*TASK STATEMENT*
Substitute "widest part" for "thickest part" throughout the listing below and reproduce its lines with nothing else changed.

*Records from a data source*

################

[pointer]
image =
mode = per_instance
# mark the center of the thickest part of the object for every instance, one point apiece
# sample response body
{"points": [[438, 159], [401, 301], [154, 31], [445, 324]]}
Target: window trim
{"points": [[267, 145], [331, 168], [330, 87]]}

################

*THE RESULT*
[pointer]
image =
mode = per_instance
# mark the center of the widest part of the object for every instance, one point apiece
# sample response body
{"points": [[438, 159], [401, 301], [154, 31], [445, 324]]}
Target: window trim
{"points": [[267, 145], [331, 168], [330, 87]]}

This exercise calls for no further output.